━━━━━ Alıntılanan Metin
Yüzsüzlere ve papağanlara dair
Irakın işgalinin tüm gerekçelerinin yalan olduğu ortaya çıktı. Ama Bush ve Blair yüzleri kızarmadan ortada dolaşıyorlar, Türkiyeyi savaşa sokmak için yırtınmış olan medya gülleri de... İlk ikisi yeni bir senaryo peşinde. Bizimkilerse olayın farkında değil; hala aynı dalgadan yayına devam edelim...
━━━━━━━━━━
━━━━━ Çıkarılan Veriler
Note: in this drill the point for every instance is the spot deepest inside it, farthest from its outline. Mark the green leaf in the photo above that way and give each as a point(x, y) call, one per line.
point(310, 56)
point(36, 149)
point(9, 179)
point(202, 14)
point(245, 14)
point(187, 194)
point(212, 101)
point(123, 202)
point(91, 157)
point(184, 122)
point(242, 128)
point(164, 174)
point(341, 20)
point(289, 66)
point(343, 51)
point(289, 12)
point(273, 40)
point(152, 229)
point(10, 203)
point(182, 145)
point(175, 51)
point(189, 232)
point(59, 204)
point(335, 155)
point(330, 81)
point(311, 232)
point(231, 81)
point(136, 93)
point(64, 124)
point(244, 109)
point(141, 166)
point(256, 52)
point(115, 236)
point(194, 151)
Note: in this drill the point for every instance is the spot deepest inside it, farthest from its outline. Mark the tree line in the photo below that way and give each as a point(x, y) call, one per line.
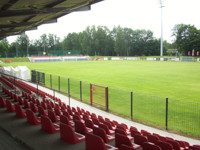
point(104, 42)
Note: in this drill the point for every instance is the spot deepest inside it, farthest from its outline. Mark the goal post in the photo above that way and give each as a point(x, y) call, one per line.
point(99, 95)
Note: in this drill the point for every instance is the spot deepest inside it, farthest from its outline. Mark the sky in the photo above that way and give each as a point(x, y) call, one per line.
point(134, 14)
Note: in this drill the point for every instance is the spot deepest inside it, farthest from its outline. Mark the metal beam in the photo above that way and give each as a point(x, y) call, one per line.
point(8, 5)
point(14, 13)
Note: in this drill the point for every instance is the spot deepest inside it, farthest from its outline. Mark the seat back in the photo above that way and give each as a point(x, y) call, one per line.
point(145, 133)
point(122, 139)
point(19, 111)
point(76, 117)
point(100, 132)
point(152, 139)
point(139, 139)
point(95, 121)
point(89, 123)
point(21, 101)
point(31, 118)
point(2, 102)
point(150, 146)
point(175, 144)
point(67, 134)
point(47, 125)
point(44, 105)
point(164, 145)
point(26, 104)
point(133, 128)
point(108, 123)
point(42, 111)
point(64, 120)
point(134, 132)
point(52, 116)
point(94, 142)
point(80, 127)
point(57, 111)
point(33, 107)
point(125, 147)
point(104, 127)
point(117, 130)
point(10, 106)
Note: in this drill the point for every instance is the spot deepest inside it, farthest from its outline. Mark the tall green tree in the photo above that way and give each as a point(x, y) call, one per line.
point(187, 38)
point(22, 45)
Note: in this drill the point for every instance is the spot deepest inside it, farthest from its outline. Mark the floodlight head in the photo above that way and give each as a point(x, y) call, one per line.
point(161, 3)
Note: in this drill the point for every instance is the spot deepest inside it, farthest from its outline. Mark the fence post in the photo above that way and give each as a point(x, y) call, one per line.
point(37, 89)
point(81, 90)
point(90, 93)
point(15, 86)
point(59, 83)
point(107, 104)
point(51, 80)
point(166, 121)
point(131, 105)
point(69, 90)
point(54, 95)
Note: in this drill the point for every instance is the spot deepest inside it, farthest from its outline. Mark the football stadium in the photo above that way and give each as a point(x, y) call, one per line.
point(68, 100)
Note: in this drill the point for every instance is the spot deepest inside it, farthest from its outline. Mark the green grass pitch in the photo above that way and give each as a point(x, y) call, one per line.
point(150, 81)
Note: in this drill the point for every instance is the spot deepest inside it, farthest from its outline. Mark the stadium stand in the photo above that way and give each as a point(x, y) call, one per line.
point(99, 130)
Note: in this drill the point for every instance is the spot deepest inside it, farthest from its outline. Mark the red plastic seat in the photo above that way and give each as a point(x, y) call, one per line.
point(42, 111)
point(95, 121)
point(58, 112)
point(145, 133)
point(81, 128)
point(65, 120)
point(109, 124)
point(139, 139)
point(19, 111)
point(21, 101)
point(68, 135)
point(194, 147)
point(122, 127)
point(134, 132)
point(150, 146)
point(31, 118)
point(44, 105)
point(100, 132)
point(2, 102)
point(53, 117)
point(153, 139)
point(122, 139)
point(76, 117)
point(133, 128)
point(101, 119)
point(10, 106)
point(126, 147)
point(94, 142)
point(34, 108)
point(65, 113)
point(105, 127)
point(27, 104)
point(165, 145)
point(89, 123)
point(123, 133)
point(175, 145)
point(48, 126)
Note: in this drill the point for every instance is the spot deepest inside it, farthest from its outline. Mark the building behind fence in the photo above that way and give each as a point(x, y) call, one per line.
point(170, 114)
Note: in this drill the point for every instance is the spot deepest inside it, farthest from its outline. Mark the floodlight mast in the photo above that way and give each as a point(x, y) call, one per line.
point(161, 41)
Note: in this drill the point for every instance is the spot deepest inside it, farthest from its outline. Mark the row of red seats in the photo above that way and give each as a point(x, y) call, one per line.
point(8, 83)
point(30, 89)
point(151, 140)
━━━━━━━━━━
▶ [Verilen Problem A]:
Irak işgali yazısında geçen tüm kişi ve ülke adlarını, ekleri olmadan yalın hâlleriyle sırala.
▶ [Verilen Problem B]:
Kayıtlarda "the floodlight head" ifadesini içeren satırdan "point(161, 3)" ifadesini içeren satıra kadar (o satır dahil) olan satırları, "floodlight head" yerine "stadium light" yazarak güncelle. Başka hiçbir şeyi değiştirmeden yalnızca bu satırları ver.
Bu kayıtların metinle hiçbir ilgisi yoktur.

▶ [Cevap A]:
Irak
Bush
Blair
Türkiye

▶ [Cevap B]:
Note: in this drill the point for every instance is the spot deepest inside it, farthest from its outline. Mark the stadium light in the photo above that way and give each as a point(x, y) call, one per line.
point(161, 3)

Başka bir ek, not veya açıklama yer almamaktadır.